━━━━━ TEKS ━━━━━
Suluk Sang Penyair Arak

Tulisan ini merupakan terjemahan dari status Facebook (Ghada Omar, 07/07/2020 dan نسيم الحياة, 23/02/2021) yang tergabung dalam grup Facebook (محادثة الارواح في حضرة العشق الالهي) tentang sepenggal kisah istimewa seorang pujangga paling terkenal pada masa Dinasti Abbasiyah dan sufi nyentrik, yang namanya sudah melegenda di bumi Nusantara hingga kini, yaitu Abû Nuwâs asy-Syâ‘ir al-‘Abbâsî (yang memiliki nama asli Ḥasan bin Hânî’ al-Ḥakamî). Di Indonesia nama Abû Nuwâs lebih dikenal dengan sebutan Abû Nawâs yang identik dengan sosok jenaka nan cerdik.

Dikisahkan bahwa Abû Nuwâs asy-Syâ‘ir al-‘Abbâsî (747-806/813/814 M) dikenal sebagai orang fasik, jenaka, dan peminum khamar. Sehingga dia dijuluki sebagai Penyair Khamar (Arak). Salah satu syair Abû Nuwâs yang nyaris membuat kepalanya dipenggal adalah:

دَعِ الْمَسَاجِدَ لِلْعُبَّادِ تَسْكُنُهَا # وَطُفْ بِنَا حَوْلَ خَمَّارِ لِيُسْقِيْنَا

مَا قَالَ رَبُّكَ وَيْلٌ لِلَّذِيْنَ سَكَرُوْا # وَلَكِنَّهُ قَالَ وَيْلٌ لِلْمُصَلِّيْنَا

Tinggalkanlah masjid yang dijadikan tempat (ibadah) para abid # Dan kemarilah bersama kami menghampiri para penjual khamar agar mereka menuangkan khamar untuk kita.

Tuhanmu tidak Berkata: “celakalah bagi para pemabuk” # Akan tetapi, Dia Berkata: “kecelakaan bagi orang-orang yang salat” (lihat surat al-Mâ‘ûn (107): 4).
━━━━━ DATA ━━━━━
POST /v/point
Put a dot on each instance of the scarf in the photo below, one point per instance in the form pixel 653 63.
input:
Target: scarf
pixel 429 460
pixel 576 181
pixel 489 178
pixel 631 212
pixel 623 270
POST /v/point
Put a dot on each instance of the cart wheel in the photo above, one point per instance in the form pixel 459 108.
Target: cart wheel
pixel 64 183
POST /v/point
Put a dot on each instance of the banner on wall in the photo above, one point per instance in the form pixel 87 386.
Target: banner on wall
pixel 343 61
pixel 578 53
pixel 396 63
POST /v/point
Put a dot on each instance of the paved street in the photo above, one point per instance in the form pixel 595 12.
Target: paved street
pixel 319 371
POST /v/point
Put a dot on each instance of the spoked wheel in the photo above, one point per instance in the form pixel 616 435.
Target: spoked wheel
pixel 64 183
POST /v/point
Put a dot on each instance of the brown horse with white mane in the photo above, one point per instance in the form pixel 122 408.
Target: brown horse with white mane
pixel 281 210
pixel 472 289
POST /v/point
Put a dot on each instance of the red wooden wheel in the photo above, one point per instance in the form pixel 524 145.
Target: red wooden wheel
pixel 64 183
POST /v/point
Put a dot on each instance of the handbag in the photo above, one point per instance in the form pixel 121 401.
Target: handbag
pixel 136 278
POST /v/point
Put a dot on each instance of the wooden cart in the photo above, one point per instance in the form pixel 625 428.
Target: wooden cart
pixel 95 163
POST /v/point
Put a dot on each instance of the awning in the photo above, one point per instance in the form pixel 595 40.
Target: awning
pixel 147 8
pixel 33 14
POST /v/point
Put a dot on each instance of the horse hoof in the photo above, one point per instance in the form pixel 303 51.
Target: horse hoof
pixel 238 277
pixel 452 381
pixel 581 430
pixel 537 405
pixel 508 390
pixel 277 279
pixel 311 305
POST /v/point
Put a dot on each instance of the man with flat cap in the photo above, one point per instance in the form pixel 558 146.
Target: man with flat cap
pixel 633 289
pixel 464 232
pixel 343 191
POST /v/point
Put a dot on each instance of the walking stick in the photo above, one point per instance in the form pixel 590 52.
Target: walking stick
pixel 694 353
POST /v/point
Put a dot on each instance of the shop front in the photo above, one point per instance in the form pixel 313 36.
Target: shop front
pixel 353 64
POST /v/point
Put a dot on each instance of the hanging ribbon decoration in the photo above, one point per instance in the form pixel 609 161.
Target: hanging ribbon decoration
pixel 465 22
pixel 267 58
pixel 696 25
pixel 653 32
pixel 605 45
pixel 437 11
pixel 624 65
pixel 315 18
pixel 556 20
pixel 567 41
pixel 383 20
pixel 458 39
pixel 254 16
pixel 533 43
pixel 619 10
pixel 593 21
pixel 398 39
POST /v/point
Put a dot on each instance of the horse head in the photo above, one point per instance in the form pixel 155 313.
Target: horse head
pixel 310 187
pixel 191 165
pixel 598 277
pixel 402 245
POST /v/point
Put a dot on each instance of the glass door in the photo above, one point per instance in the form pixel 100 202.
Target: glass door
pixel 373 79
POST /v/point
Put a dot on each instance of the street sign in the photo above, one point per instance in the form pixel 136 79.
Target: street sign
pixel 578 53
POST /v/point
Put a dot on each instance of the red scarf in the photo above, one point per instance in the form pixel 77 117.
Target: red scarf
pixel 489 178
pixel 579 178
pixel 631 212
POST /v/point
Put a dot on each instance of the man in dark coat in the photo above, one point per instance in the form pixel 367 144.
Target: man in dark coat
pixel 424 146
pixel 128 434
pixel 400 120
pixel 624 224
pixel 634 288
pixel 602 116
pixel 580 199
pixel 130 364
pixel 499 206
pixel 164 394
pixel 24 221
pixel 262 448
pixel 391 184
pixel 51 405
━━━━━
TUGAS LATIHAN:
A: Ringkas paragraf dalam teks tentang Abû Nuwâs yang dimulai dengan "Tulisan ini merupakan terjemahan" menjadi daftar poin berisi fakta-fakta utamanya.
B: Lanjutkan teks tentang Abû Nuwâs mulai dari kalimat terakhirnya.
Data tidak berkaitan dengan teks tentang Abû Nuwâs.

HASIL LATIHAN:
A:
- Tulisan ini diterjemahkan dari status Facebook Ghada Omar (07/07/2020) dan نسيم الحياة (23/02/2021) di grup Facebook محادثة الارواح في حضرة العشق الالهي.
- Isinya sepenggal kisah istimewa tentang Abû Nuwâs asy-Syâ‘ir al-‘Abbâsî, pujangga paling terkenal pada masa Dinasti Abbasiyah sekaligus sufi nyentrik.
- Nama aslinya Ḥasan bin Hânî’ al-Ḥakamî.
- Namanya melegenda di Nusantara hingga kini. Di Indonesia ia lebih dikenal sebagai Abû Nawâs, sosok yang jenaka dan cerdik.

B:
Mendengar syair kontroversial nan gila ini, Khalifah Hârûn ar-Rasyîd berang dan hendak memenggal kepala Abû Nuwâs. Namun, Abû Nuwâs berkata: “Wahai Amirul Mukminin, para penyair itu mengatakan sesuatu yang mereka tidak lakukan/asy-syu‘arâ’ yaqûlûna mâ lâ yaf‘alûna” (lihat asy-Syu‘arâ’ (26): 226). Akhirnya, Khalifah Hârûn ar-Rasyîd mengampuninya.

Ketika Abû Nuwâs meninggal, maka Imam asy-Syâfi‘î (767-820 M) enggan menyalatkan jenazahnya. Saat jasad Abû Nuwâs dimandikan, orang-orang menemukan beberapa bait syair di saku pakaiannya, yaitu:

يَا رَبِّ إِنْ عَظُمَتْ ذُنُوْبِيْ كَثْرَةً # فَقَدْ عَلِمْتُ بِأَنَّ عَفْوَكَ أَعْظَمُ

إِنْ كَانَ لاَ يَرْجُوْكَ إِلاَّ مُحْسِنٌ # فَبِمَنْ يَلُوْذُ وَيَسْتَجِيْرُ الْمُجْرِمُ؟

أَدْعُوْكَ رَبِّيْ كَمَا أَمَرْتَ تَضَرُّعًا # فَإِذَا رَدَدْتَ يَدِيْ فَمَنْ ذَا يَرْحَمُ

مَالِيْ إِلَيْكَ وَسِيْلَةٌ إِلاَّ الرَّجَا # وَجَمِيْلُ عَطْفِكَ ثُمَّ إِنِّيْ مُسْلِمُ

Wahai Tuhanku, meskipun dosaku besar dan banyak # Namun, aku tahu bahwa ampunan-Mu jauh lebih besar.

Jika hanya orang-orang baik yang pantas mengharap rahmat-Mu, # lalu kepada siapa lagi para pendosa meminta tolong dan berharap?

Aku memohon kepadamu, wahai Tuhanku, sepenuh hati dan penuh kerendahan diri sebagaiman Engkau Perintahkan # Jika Engkau Menolak permohonan dan harapanku, lalu siapa lagi yang belas kasih?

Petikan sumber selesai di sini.